Work instructions:
Print the entries below word for word; the pictures stay out of your copy.

═════ Records supplied

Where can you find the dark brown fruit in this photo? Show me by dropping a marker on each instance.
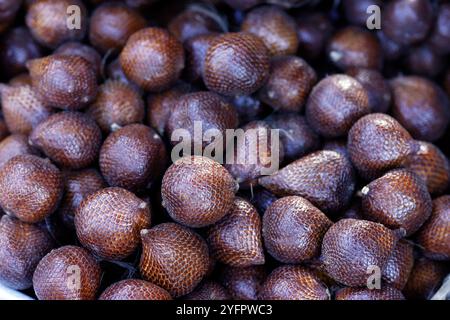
(236, 239)
(31, 188)
(77, 186)
(117, 104)
(67, 273)
(399, 265)
(236, 64)
(351, 247)
(293, 283)
(64, 82)
(289, 84)
(364, 141)
(22, 246)
(71, 139)
(111, 25)
(48, 21)
(421, 107)
(376, 86)
(153, 59)
(210, 187)
(430, 164)
(133, 157)
(109, 221)
(325, 178)
(274, 27)
(134, 289)
(293, 230)
(385, 293)
(174, 258)
(398, 199)
(14, 145)
(434, 236)
(22, 108)
(243, 283)
(335, 104)
(354, 47)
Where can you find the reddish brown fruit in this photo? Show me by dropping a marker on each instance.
(71, 139)
(117, 104)
(210, 187)
(56, 271)
(398, 199)
(293, 283)
(134, 289)
(65, 82)
(236, 239)
(153, 59)
(109, 221)
(111, 25)
(335, 104)
(22, 246)
(325, 178)
(48, 21)
(132, 157)
(174, 258)
(364, 141)
(421, 107)
(236, 64)
(351, 247)
(434, 236)
(31, 188)
(289, 84)
(293, 230)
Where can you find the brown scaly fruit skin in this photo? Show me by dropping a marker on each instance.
(236, 239)
(14, 145)
(133, 157)
(293, 230)
(243, 283)
(351, 246)
(430, 164)
(425, 279)
(399, 265)
(134, 289)
(111, 24)
(236, 64)
(70, 139)
(293, 283)
(22, 108)
(209, 290)
(210, 187)
(353, 47)
(274, 27)
(109, 221)
(364, 141)
(31, 188)
(117, 103)
(421, 107)
(59, 268)
(434, 236)
(399, 199)
(306, 178)
(47, 21)
(153, 59)
(22, 246)
(77, 186)
(174, 258)
(64, 82)
(289, 84)
(335, 104)
(385, 293)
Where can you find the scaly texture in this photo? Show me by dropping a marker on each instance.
(174, 258)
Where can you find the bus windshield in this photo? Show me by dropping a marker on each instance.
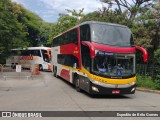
(113, 64)
(111, 35)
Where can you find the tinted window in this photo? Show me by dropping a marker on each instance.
(67, 60)
(85, 32)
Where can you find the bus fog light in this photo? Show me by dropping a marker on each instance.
(133, 89)
(95, 89)
(132, 83)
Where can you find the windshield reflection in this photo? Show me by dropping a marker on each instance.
(113, 64)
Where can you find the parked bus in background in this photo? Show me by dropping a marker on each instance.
(97, 57)
(31, 55)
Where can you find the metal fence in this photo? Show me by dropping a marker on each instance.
(10, 71)
(148, 70)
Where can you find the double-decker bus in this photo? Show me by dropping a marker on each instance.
(97, 57)
(29, 56)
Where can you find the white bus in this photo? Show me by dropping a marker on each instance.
(29, 56)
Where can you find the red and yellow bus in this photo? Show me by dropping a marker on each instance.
(97, 57)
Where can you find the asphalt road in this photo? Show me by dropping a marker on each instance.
(47, 93)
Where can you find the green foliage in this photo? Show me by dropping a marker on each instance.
(20, 28)
(66, 22)
(12, 32)
(145, 82)
(148, 82)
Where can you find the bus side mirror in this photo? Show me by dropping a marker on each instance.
(144, 51)
(49, 56)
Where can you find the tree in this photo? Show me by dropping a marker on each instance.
(65, 22)
(133, 7)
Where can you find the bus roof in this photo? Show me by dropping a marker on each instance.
(33, 48)
(89, 23)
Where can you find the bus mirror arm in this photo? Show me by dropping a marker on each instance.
(144, 51)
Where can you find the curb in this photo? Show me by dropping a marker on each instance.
(148, 90)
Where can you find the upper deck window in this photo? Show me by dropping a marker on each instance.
(111, 35)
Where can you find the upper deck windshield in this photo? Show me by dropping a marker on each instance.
(107, 64)
(111, 35)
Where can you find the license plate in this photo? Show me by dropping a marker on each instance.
(115, 91)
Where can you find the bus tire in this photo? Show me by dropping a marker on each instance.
(55, 72)
(40, 67)
(77, 84)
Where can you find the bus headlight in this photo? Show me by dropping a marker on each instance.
(95, 89)
(132, 83)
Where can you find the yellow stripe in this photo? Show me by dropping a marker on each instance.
(103, 79)
(109, 80)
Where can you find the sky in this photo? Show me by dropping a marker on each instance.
(49, 10)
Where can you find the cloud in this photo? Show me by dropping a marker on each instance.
(49, 10)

══════════

Solution below:
Where can you find the dark brown fruit in this photo? Show me by dropping a marker on each instance.
(236, 239)
(31, 188)
(77, 186)
(117, 104)
(67, 273)
(399, 265)
(236, 64)
(351, 247)
(293, 283)
(64, 82)
(289, 84)
(364, 141)
(22, 246)
(71, 139)
(111, 25)
(48, 21)
(421, 107)
(376, 86)
(153, 59)
(210, 187)
(430, 164)
(133, 157)
(109, 221)
(325, 178)
(274, 27)
(134, 289)
(293, 230)
(385, 293)
(174, 258)
(398, 199)
(14, 145)
(434, 236)
(22, 108)
(243, 283)
(335, 104)
(354, 47)
Where can you find the reddish brown fruit in this photo? Show me by dropping a marker on each instance.
(71, 139)
(117, 104)
(210, 187)
(56, 271)
(398, 199)
(293, 283)
(134, 289)
(65, 82)
(236, 239)
(153, 59)
(109, 221)
(111, 25)
(335, 104)
(22, 246)
(325, 178)
(48, 21)
(132, 157)
(174, 258)
(364, 141)
(421, 107)
(236, 64)
(351, 247)
(434, 236)
(31, 188)
(289, 84)
(293, 230)
Where can you find the brown scaly fruit skin in this photo? Show me by dropping a marker on each instance.
(236, 239)
(14, 145)
(133, 157)
(293, 230)
(243, 283)
(351, 246)
(430, 164)
(425, 279)
(399, 265)
(134, 289)
(111, 24)
(236, 64)
(70, 139)
(293, 283)
(22, 108)
(209, 290)
(210, 187)
(353, 47)
(274, 27)
(109, 221)
(364, 141)
(31, 188)
(117, 103)
(421, 107)
(59, 268)
(434, 236)
(399, 199)
(306, 178)
(47, 21)
(153, 59)
(22, 246)
(77, 186)
(174, 258)
(64, 82)
(289, 84)
(335, 104)
(385, 293)
Where can you find the scaly texture in this photo? Show me by dropping a marker on each instance.
(174, 258)
Where can you find the bus windshield in this photo? Show me by dropping a marker on each instance.
(113, 64)
(111, 35)
Where can you find the tinted window in this photo? Show me by dropping a marker on each instance.
(67, 60)
(85, 32)
Where can you find the bus fog light in this photo? Show me by dropping a marker on each instance.
(133, 89)
(95, 89)
(132, 83)
Where can you find the windshield reflection in this photo? Show me by dropping a marker on each instance.
(113, 64)
Where can you find the parked bus in background in this photo? Show me by dropping a marker on each instance.
(97, 57)
(31, 55)
Where can you find the metal fence in this photo? Show me by dropping a marker on each instance.
(10, 71)
(148, 70)
Where can you find the double-decker bus in this photo? Show me by dropping a marker on each instance.
(97, 57)
(29, 56)
Where can you find the white bus in this photo? Show me by dropping a marker on each instance.
(29, 56)
Where can you find the red and yellow bus in this photo? Show me by dropping a marker on each instance.
(97, 57)
Where can you find the asphalt road in this photo? Show me by dropping a marker on each instance.
(47, 93)
Where can you find the green foliage in this photo? Show me by dropping a marker on each instance.
(20, 28)
(66, 22)
(12, 32)
(145, 82)
(148, 82)
Where can you find the bus side mirror in this photo? Show me by dropping a marker on each instance.
(144, 51)
(49, 56)
Where can you find the tree in this photo? Show me by dropping a marker on each instance.
(65, 22)
(133, 7)
Where can you find the bus roof in this photo? Show me by dropping a marker on each instance.
(33, 48)
(89, 23)
Where can you find the bus mirror arm in this photo? Show me by dropping a marker on each instance.
(144, 51)
Where can you find the curb in this photo? Show me by dropping a marker on each instance.
(148, 90)
Where can you find the upper deck window in this photo? Show me by dropping a marker on each instance.
(111, 35)
Where can you find the upper deck windshield in this photo? Show me by dropping a marker on each instance.
(107, 64)
(111, 35)
Where can you find the license plate in this photo? Show me by dropping a marker on each instance.
(115, 91)
Where can you find the bus tire in this photo? Show me by dropping a marker on each instance.
(55, 72)
(40, 67)
(77, 84)
Where can you find the bus headlight in this photo? Show me by dropping a marker on each instance.
(95, 89)
(132, 83)
Where can you find the yellow stripe in this photo? Show me by dropping a marker on each instance.
(103, 79)
(109, 80)
Where can you find the sky in this photo? Show me by dropping a marker on each instance.
(49, 10)
Where can you find the cloud in this photo? Show me by dropping a marker on each instance.
(49, 10)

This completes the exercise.